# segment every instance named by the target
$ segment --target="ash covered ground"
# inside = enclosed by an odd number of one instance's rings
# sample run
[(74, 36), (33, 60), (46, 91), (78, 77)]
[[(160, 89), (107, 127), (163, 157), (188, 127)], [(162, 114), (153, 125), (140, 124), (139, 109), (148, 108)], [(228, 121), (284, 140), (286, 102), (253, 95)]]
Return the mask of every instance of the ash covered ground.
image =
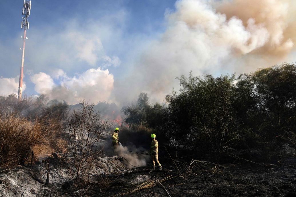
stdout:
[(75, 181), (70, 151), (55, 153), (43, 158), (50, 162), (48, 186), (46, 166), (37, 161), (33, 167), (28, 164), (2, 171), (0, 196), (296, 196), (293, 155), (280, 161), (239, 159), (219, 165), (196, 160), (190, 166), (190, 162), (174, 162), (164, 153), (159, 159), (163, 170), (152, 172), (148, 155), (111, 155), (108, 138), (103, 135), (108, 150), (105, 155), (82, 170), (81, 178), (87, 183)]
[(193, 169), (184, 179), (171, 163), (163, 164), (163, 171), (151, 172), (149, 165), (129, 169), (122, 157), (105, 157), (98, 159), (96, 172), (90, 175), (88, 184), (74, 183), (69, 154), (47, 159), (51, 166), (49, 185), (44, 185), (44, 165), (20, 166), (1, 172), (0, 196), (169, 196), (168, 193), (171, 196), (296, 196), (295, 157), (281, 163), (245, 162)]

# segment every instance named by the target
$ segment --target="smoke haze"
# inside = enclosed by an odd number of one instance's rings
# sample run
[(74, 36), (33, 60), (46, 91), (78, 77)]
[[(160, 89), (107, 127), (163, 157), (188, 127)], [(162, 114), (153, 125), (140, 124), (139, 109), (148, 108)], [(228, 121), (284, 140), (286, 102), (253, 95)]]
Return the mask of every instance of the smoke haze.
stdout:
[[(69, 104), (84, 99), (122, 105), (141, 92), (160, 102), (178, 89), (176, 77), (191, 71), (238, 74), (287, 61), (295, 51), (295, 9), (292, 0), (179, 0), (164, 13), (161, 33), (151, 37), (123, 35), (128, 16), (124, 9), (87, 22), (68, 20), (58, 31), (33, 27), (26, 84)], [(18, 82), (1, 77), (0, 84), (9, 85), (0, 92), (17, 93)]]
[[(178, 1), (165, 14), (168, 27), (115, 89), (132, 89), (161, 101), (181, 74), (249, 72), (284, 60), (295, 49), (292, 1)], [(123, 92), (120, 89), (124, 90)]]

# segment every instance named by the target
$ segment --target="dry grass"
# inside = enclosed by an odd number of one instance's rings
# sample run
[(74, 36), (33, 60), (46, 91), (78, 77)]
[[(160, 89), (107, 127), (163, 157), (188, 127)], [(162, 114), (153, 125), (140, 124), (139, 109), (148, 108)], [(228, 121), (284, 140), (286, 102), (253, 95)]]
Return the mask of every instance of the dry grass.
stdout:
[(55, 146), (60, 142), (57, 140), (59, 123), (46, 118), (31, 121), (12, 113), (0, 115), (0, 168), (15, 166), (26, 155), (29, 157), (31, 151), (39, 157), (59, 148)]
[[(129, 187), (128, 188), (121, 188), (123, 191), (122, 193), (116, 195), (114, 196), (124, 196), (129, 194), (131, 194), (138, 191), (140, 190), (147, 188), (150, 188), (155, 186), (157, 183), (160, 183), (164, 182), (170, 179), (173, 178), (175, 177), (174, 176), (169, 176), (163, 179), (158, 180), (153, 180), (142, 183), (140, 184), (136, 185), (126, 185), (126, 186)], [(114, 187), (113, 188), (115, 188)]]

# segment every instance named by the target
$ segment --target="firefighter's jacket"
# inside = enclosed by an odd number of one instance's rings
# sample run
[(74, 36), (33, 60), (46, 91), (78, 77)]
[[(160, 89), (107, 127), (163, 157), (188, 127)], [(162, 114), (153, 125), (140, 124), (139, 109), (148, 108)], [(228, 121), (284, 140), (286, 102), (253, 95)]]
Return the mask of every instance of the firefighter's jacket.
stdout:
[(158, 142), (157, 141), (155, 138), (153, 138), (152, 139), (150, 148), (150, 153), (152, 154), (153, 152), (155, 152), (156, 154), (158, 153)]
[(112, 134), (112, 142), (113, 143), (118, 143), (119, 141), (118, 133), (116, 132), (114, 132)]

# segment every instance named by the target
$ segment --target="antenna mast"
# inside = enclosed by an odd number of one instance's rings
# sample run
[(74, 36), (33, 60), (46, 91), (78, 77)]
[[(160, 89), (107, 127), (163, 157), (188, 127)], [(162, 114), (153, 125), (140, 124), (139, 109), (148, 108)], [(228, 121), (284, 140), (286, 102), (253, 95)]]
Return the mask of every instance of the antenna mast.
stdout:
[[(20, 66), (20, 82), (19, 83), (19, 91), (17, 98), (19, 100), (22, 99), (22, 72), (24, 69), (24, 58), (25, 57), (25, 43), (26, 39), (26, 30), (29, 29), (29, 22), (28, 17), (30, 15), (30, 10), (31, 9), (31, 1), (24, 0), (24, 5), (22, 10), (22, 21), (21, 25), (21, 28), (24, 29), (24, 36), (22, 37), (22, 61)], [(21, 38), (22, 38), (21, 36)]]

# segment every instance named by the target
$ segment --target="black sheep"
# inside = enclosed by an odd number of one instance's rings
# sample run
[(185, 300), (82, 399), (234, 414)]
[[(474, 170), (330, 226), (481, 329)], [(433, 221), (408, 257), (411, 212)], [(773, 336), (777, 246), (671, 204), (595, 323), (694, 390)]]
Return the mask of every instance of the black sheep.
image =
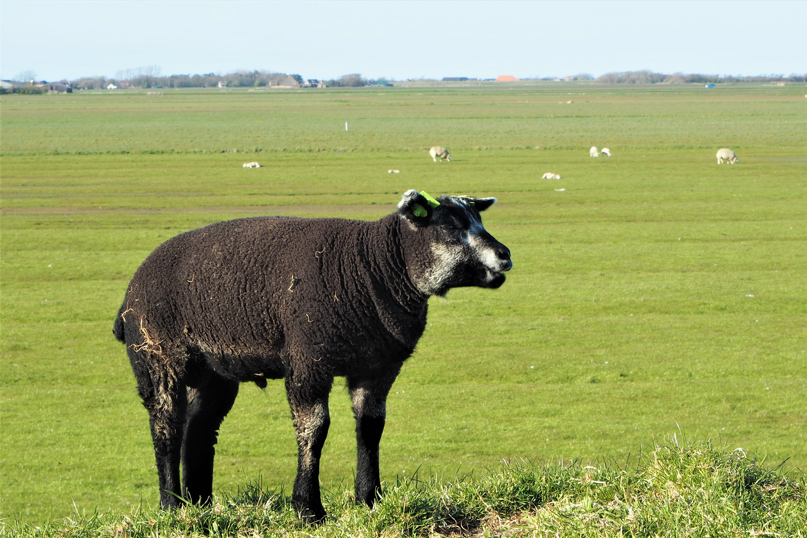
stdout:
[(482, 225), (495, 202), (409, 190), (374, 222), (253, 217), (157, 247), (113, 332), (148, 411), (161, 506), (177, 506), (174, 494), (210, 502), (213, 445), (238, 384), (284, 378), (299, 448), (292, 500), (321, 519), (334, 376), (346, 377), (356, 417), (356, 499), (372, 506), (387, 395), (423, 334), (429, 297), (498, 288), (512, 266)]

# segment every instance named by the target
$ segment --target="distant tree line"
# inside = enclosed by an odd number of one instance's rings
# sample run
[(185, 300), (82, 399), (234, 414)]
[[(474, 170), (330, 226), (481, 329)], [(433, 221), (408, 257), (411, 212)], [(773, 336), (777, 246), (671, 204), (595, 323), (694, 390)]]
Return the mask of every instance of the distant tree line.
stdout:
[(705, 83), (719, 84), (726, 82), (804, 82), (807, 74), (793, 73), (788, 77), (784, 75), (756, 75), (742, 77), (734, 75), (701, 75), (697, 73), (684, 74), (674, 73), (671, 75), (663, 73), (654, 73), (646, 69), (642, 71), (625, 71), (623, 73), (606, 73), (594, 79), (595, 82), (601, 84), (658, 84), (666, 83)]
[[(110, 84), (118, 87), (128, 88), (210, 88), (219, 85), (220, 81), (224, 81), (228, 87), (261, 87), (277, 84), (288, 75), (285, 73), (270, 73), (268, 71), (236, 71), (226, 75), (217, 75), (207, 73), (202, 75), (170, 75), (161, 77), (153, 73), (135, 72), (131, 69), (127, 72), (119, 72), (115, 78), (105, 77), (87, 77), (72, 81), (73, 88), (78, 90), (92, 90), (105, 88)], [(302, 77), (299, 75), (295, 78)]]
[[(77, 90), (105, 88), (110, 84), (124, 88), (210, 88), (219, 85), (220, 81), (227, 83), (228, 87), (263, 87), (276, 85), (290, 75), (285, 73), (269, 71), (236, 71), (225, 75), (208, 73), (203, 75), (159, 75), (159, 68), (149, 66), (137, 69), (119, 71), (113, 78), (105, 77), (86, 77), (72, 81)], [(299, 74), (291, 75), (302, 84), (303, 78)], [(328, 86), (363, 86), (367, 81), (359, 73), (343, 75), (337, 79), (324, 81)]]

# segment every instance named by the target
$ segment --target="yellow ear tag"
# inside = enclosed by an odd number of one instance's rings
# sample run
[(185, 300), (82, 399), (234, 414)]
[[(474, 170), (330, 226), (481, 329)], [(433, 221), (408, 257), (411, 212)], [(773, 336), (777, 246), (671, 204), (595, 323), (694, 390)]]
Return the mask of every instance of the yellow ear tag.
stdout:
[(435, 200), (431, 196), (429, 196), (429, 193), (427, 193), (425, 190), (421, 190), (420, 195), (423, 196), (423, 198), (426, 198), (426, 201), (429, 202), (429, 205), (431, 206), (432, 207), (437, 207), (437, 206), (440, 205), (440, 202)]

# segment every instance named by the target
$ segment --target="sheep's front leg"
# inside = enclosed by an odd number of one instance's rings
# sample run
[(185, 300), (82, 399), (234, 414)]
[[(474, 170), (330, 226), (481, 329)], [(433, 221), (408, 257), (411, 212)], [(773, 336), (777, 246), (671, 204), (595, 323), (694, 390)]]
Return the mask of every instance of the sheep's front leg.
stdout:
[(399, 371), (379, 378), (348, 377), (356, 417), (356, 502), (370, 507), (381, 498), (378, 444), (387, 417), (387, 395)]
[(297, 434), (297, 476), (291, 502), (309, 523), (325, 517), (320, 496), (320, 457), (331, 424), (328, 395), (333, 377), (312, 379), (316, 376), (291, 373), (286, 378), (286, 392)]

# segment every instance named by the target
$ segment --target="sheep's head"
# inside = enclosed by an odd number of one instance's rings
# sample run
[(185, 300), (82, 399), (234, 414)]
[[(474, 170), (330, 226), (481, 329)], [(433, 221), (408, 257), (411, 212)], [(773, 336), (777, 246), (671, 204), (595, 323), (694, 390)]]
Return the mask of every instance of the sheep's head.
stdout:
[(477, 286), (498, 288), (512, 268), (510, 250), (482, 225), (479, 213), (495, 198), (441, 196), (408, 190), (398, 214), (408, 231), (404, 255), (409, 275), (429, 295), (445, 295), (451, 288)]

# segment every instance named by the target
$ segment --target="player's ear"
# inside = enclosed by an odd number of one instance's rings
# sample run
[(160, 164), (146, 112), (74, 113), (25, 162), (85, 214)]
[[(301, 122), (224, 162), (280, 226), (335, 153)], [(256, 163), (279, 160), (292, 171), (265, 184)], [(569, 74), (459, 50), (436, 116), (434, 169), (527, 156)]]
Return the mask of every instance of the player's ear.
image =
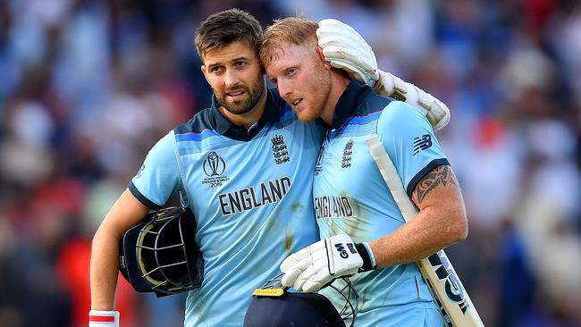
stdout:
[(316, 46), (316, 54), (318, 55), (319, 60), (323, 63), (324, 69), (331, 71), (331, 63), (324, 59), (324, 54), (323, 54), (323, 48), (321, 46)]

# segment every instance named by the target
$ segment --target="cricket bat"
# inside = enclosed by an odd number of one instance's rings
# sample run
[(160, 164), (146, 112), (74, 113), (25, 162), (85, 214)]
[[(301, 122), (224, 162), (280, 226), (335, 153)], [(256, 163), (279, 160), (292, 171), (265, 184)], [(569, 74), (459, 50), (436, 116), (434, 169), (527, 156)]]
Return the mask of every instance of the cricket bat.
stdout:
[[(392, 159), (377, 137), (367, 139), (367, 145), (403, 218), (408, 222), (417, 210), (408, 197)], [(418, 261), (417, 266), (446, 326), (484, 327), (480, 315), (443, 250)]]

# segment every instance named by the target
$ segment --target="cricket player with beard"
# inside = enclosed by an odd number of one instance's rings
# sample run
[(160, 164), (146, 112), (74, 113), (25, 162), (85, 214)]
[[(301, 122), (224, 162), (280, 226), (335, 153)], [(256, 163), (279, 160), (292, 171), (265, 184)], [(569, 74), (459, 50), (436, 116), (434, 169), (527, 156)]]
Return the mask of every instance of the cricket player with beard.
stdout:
---*---
Display every line of the data above that contains the string "ground". Matching is case-sensitive.

**Task solution**
$ segment --target="ash covered ground"
Return the mask of every instance of the ash covered ground.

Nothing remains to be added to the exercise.